EXERCISE PASSAGE ->
=-=-=
Inflammatory bowel disease, or IBD, is characterized by severe diarrhea, pain, fatigue and weight loss. It’s frustrating at best, debilitating at worst.
Because IBD is an inflammatory condition, resulting from an abnormal response to the body’s immune system, it’s usually treated with anti-inflammatory medications. Sometimes these are very effective at improving patients’ symptoms.
And sometimes they’re not. For many IBD patients treated with anti-inflammatory drugs, symptoms persist even after the inflammation is well-controlled.
“As a clinician, when this happens you continue to seek something to improve the patient’s quality of life,” says Matthew Ciorba, MD, gastroenterologist at Washington University School of Medicine.
IBS vs. IBD
So for the past several years, Ciorba and colleagues have been using an entirely different kind of medication: tricyclic antidepressants, which were among the earliest developed anti-depressants. These ‘tricyclics,’ as they are known, are widely considered to be effective in treating another gastrointestinal disorder, irritable bowel syndrome (IBS), which doesn’t involve the same level of inflammation as IBD. And in many patients, symptoms improve.
“In these types of patients, the presentation is typically one that parallels what you see in IBS,” says gastroenterologist Gregory Sayuk, MD, MPH. “If you didn’t know the patient had IBD, you would assume you were looking at IBS. So it made sense to use treatments that work in IBS, and tricyclics are one of the better options.”
The clinical results were promising enough to prompt the researchers to gather data. “We’ve been doing this clinically for a while and thought it would be worth reporting in an objective way what we’ve found clinically to be effective,” Sayuk says.
Ciorba, Sayuk and colleagues performed a retrospective study to examine how well tricyclic antidepressant therapy worked in IBD patients who had residual symptoms despite controlled inflammation. They included 81 IBD patients and, for comparison, 77 IBS patients treated with the drugs. Almost 60 percent of the IBD patients experienced at least moderate improvement of symptoms. In comparison, symptoms improved in 46 percent of the IBS patients.
=-=-=
TASKS TO COMPLETE ->
(1) From the article on IBD, pull out the passage that begins at the words "Because IBD is" and stops after the words "School of Medicine.".
(2) List the symptoms that the article on IBD says characterize inflammatory bowel disease.
(3) Carry on writing the article on IBD after its final sentence.

Dataset entries
=-=-=
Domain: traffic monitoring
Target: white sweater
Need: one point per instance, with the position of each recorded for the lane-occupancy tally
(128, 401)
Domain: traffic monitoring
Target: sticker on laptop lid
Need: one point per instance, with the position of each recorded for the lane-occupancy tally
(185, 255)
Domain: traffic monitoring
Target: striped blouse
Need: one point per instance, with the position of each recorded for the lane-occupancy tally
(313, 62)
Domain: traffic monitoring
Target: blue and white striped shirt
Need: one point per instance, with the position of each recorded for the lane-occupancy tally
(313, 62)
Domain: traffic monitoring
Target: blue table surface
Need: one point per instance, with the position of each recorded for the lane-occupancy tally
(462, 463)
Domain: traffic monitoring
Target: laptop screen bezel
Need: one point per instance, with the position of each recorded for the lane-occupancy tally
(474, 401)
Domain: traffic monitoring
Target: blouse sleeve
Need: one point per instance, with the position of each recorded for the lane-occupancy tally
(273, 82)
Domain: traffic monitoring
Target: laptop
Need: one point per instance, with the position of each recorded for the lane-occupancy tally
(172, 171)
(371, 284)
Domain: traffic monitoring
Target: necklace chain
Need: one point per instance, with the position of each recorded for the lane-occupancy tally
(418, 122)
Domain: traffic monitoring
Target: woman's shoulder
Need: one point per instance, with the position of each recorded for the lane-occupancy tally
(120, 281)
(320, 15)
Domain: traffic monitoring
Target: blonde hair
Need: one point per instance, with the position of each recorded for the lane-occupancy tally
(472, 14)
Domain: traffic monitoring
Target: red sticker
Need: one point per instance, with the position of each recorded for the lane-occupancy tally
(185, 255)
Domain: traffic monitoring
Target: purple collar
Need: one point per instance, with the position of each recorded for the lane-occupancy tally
=-=-=
ANSWER LIST ->
(1)
Because IBD is an inflammatory condition, resulting from an abnormal response to the body’s immune system, it’s usually treated with anti-inflammatory medications. Sometimes these are very effective at improving patients’ symptoms.
And sometimes they’re not. For many IBD patients treated with anti-inflammatory drugs, symptoms persist even after the inflammation is well-controlled.
“As a clinician, when this happens you continue to seek something to improve the patient’s quality of life,” says Matthew Ciorba, MD, gastroenterologist at Washington University School of Medicine.

(2) Severe diarrhea, pain, fatigue, weight loss

(3)
“The bottom line is that tricyclic antidepressant treatment is safe and well-tolerated in these patients and makes them feel better,” Ciorba says.
The usual treatment approach in IBD patients with controlled inflammation but persistent symptoms is to increase the dose of anti-inflammatory drugs or switch to a stronger anti-inflammatory, says Sayuk. But this is often not effective and sometimes harmful, as anti-inflammatories can increase the risk of infections and even cancer.
“It’s worth considering the possibility that other things are safer and more effective than anti-inflammatory therapy,” Sayuk says. He adds that it would be nice to do a study comparing patients who were prescribed either anti-inflammatory or anti-depressant therapy. “My strong suspicion is that the latter would be more effective.”
Tricyclic antidepressants are cost-effective for patients as well—costing far less than anti-inflammatory medications.
“This is an exciting crossroad where we are taking kind of an obvious strategy and bridging it to a different field,” Sayuk says. “This is not rocket science or a great breakthrough—tricyclics have been available for decades—but it can make a big difference to these patients.”